[Exercise prompt]
Tally the lines of the material below that contain the string "harness", and reply with that number alone.

[Task inputs]
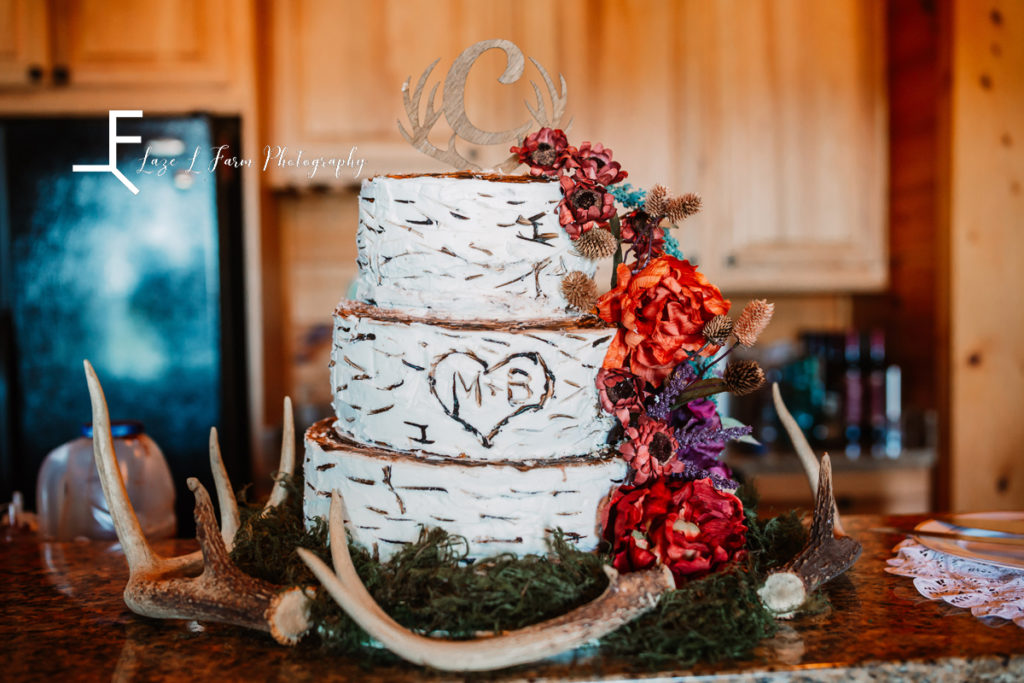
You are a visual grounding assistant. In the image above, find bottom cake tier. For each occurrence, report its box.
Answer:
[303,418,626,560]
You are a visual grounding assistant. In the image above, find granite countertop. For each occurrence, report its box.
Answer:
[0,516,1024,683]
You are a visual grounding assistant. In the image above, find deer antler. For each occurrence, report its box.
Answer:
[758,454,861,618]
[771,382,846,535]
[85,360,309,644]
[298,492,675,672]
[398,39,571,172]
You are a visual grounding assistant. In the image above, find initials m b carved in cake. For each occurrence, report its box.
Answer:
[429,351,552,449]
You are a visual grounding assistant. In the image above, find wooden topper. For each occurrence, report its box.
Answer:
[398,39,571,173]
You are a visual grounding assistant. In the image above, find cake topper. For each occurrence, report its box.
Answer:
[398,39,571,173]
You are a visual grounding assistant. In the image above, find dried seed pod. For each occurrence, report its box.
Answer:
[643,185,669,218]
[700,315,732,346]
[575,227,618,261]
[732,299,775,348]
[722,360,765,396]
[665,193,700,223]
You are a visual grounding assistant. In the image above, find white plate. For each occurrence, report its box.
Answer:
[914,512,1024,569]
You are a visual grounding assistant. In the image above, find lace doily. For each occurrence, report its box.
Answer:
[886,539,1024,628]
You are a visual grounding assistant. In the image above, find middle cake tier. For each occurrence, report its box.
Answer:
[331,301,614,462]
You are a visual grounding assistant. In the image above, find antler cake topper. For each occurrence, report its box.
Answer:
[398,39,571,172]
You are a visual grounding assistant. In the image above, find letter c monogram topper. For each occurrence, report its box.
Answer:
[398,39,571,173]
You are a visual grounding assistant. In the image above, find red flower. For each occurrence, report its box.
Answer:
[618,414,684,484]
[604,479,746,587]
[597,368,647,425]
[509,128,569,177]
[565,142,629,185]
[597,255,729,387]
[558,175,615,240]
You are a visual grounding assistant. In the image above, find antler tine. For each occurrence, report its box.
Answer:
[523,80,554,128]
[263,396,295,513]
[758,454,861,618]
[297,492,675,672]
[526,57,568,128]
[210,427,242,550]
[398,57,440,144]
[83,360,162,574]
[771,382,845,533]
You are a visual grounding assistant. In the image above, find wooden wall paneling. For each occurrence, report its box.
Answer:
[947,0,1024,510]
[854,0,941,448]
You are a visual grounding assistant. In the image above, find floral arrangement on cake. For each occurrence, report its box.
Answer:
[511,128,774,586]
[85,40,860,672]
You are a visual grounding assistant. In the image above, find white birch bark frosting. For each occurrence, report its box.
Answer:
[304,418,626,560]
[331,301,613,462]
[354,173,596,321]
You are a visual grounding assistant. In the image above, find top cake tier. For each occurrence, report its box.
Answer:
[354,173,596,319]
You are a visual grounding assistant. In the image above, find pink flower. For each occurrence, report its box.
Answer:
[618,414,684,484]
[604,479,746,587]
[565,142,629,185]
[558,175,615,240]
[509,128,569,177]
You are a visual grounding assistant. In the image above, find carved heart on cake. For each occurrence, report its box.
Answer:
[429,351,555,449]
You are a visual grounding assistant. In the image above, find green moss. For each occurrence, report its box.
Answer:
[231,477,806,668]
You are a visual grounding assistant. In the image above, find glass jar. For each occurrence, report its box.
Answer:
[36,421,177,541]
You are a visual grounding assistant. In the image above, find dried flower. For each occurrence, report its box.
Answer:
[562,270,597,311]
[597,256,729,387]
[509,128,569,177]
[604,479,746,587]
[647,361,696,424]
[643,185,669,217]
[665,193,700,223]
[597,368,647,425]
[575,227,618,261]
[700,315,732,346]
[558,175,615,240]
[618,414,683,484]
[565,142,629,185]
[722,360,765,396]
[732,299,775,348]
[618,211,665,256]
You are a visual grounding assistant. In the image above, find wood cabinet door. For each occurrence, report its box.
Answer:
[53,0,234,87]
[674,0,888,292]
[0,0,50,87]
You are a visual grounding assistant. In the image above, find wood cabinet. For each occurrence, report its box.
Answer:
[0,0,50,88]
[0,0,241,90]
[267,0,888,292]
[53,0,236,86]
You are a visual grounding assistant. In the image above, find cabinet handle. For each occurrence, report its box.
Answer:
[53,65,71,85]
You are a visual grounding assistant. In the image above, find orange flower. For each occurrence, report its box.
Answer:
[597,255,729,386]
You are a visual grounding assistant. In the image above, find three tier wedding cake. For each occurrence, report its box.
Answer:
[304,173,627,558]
--
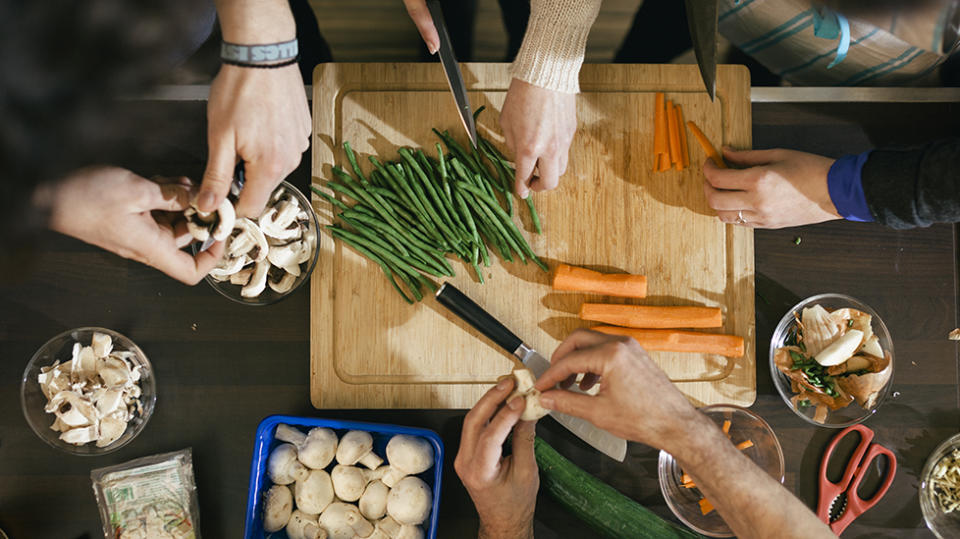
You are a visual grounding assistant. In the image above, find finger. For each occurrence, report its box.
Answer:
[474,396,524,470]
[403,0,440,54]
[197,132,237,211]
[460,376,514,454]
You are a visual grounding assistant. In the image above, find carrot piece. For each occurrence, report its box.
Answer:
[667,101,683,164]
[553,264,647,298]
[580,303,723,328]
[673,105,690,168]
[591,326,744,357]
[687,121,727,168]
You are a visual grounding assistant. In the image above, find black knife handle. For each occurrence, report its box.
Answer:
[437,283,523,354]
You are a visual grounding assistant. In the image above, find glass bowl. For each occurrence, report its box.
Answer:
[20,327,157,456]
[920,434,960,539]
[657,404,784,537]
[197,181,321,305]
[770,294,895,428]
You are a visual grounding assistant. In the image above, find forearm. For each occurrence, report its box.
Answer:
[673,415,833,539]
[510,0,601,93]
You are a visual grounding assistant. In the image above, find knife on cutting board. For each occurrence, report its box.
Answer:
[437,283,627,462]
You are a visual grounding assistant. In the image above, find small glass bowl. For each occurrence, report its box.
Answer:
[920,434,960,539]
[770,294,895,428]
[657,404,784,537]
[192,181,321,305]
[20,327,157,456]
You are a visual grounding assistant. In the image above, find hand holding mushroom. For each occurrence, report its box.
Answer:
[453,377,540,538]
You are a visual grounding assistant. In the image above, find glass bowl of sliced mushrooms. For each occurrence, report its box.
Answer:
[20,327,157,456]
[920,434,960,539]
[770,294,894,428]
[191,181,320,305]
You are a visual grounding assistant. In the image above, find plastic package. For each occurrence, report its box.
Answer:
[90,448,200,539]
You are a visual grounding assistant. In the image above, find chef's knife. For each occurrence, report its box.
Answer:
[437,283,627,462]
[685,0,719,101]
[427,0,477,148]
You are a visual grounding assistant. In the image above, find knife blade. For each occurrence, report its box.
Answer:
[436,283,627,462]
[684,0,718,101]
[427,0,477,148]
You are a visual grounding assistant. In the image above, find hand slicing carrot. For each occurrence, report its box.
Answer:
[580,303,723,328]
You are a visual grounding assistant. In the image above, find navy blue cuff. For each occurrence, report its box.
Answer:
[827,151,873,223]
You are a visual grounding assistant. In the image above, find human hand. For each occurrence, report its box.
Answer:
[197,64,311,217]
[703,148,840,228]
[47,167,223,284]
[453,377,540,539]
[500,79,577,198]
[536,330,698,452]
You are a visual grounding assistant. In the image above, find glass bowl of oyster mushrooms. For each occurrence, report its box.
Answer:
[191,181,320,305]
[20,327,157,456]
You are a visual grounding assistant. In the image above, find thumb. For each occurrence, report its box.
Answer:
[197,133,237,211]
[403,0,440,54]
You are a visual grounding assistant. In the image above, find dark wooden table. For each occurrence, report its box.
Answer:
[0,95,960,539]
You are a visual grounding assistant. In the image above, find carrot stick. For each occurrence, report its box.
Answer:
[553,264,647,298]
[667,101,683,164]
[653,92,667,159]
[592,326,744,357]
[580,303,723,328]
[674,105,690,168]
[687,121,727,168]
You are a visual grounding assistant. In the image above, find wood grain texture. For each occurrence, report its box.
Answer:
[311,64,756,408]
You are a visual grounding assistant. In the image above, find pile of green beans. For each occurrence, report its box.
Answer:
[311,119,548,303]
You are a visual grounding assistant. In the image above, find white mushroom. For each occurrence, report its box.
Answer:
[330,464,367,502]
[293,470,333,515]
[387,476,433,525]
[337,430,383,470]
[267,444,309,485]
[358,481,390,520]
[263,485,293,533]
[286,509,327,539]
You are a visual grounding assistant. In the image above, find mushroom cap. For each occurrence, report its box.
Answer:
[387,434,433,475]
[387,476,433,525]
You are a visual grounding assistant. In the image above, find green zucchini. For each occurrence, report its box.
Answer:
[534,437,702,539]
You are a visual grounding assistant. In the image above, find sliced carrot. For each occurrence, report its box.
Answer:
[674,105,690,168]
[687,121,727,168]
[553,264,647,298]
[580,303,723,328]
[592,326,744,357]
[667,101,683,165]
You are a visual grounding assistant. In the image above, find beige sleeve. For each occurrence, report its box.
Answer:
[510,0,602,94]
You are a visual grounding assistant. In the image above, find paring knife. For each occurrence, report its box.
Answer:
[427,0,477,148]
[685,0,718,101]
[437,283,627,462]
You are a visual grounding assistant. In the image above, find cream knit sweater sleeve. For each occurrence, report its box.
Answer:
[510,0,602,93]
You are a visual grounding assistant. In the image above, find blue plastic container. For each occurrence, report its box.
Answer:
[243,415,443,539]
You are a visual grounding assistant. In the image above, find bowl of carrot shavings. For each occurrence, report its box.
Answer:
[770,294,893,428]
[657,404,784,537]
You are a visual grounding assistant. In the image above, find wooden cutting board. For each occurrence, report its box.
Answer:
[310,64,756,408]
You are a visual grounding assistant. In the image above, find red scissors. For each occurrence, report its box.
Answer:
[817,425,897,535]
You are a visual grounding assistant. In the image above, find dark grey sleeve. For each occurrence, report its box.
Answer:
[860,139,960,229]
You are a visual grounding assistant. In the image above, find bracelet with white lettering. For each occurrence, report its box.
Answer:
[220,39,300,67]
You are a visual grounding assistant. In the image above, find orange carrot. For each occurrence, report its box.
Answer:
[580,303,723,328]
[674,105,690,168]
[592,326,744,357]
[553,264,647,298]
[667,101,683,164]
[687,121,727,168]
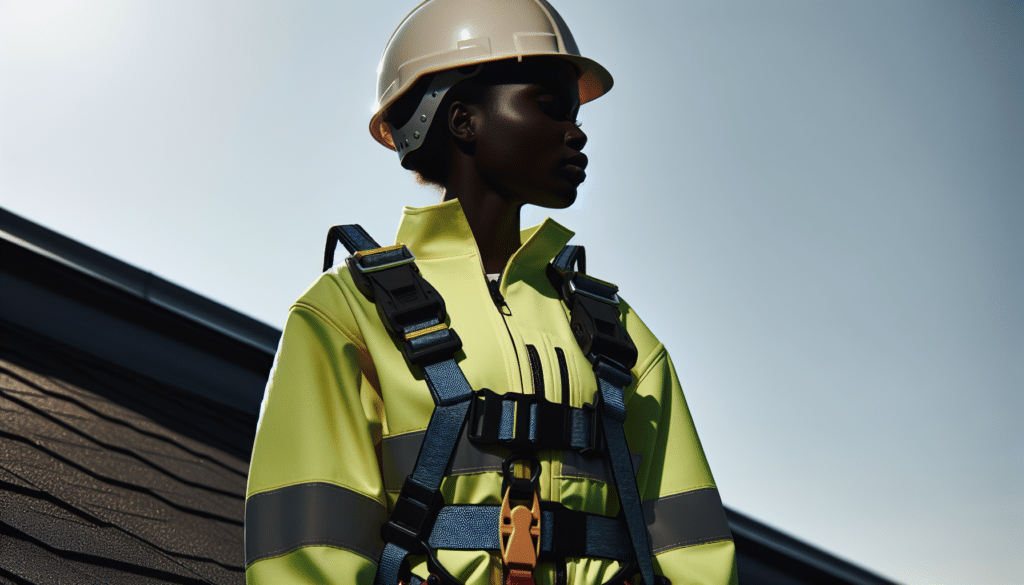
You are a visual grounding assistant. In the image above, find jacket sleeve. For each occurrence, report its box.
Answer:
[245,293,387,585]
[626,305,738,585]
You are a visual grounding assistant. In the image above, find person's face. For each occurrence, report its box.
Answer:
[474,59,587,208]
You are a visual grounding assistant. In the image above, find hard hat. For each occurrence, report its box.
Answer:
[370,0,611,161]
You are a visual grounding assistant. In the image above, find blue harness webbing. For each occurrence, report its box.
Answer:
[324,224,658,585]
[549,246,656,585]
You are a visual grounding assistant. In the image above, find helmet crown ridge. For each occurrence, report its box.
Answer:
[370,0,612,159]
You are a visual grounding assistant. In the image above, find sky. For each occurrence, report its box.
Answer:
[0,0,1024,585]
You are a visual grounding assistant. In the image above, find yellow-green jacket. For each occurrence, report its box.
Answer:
==
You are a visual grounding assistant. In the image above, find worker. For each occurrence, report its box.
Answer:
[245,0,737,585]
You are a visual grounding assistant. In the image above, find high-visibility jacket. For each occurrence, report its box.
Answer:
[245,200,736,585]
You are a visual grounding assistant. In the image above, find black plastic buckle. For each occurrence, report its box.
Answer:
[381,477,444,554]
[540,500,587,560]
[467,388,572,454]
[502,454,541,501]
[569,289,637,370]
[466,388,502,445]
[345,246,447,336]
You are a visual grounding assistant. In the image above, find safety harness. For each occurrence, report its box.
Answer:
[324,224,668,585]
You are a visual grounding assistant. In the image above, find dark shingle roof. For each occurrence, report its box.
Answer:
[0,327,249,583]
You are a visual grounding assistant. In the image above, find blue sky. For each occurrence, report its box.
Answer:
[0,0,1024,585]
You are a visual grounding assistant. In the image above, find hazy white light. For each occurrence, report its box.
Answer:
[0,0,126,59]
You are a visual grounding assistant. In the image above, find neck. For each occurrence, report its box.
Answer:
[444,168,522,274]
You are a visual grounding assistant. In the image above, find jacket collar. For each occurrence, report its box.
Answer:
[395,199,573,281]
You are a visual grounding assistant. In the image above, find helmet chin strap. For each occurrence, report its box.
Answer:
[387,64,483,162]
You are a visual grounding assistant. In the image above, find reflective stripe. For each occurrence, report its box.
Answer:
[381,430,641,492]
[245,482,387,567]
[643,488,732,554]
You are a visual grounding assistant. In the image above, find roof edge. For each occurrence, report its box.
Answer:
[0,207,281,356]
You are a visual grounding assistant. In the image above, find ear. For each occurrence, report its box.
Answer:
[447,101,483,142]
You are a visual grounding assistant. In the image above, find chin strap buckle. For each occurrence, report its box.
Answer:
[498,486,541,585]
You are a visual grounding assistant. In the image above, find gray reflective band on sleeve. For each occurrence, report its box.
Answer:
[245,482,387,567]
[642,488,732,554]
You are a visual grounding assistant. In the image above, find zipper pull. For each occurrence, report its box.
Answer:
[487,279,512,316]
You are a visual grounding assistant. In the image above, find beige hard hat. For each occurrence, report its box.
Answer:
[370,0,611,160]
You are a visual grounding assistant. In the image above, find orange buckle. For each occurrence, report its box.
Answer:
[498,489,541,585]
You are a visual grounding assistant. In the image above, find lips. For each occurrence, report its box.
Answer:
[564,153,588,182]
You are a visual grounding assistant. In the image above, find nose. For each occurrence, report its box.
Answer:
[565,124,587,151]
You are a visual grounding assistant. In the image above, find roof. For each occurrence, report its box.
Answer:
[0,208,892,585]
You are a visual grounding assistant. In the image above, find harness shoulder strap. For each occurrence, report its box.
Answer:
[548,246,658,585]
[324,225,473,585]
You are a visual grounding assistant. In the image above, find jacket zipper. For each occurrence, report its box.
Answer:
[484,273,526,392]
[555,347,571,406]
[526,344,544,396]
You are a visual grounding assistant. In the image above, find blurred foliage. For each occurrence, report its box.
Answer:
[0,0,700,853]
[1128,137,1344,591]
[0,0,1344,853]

[Answer to the task]
3